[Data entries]
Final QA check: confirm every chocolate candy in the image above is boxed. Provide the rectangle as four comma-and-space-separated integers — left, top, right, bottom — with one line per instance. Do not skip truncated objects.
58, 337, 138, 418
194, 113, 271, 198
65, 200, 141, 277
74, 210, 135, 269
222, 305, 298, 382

- What needs to be done
Format the entries above as a two-column CSV with the headers entry_text and answer, giving one row per entry. Enclose each field in double quotes and replace every line break with a space.

- Reply
entry_text,answer
"Final QA check: confirm every chocolate candy in the image above is boxed. Provide the rectangle as four comma-and-space-separated integers — left, top, right, bottom — with one line per instance. Do not skip truncated objects.","58, 337, 138, 418 194, 113, 271, 198 65, 200, 141, 277 74, 210, 135, 269 222, 305, 298, 382"